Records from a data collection
----------

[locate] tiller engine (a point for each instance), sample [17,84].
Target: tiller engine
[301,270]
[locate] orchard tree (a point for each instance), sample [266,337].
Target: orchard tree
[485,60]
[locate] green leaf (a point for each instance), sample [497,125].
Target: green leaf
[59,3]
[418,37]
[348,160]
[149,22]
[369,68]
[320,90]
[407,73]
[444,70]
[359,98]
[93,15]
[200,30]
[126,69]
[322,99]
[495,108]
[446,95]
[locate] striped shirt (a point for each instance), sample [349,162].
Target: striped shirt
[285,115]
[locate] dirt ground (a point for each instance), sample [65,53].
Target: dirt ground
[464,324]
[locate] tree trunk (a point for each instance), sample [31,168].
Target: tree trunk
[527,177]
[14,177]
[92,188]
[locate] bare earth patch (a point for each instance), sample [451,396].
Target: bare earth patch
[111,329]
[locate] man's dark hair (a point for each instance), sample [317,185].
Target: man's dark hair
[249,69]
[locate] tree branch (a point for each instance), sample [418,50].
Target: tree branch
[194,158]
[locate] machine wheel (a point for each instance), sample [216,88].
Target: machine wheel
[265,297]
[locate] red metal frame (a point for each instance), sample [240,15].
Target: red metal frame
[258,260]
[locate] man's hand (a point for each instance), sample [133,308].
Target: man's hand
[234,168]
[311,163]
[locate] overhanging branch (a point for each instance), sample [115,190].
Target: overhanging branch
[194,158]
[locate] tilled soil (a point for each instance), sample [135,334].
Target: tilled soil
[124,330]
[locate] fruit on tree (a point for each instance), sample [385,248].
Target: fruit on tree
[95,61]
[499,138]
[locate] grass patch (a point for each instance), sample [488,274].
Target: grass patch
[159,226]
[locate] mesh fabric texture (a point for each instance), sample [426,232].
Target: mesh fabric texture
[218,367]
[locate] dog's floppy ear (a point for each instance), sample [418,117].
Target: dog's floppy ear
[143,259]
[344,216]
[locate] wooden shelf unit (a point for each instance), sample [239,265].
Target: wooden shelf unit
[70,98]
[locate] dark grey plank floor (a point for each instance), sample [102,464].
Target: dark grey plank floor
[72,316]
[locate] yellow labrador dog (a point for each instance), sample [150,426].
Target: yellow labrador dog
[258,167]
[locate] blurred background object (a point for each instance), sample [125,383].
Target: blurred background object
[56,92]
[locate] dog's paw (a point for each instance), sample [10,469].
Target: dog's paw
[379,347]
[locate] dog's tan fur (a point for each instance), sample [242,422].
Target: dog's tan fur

----------

Prompt -> In the records above, the line with "[locate] bare earth" marks the start and the line with "[locate] tilled soil" marks the end; copy that stretch exactly, both lines included, and nothing else.

Completed exercise ->
[locate] bare earth patch (a point for each instance), sample [451,396].
Target: bare earth patch
[111,329]
[locate] man's dark hair (a point for each instance), sample [317,185].
Target: man's dark hair
[249,69]
[locate] tree branch (a point for each instance), sample [418,50].
Target: tree branch
[194,158]
[locate] machine wheel (a point for each instance), sample [216,88].
Target: machine wheel
[265,297]
[locate] red metal frame (a point for each instance), sample [240,15].
Target: red metal frame
[258,260]
[locate] man's hand (a point for each instance), sample [133,308].
Target: man's hand
[234,168]
[311,163]
[locate] overhanging branch (a point for each instance), sample [115,190].
Target: overhanging branch
[194,158]
[locate] tilled soil (a point for each instance), sample [135,334].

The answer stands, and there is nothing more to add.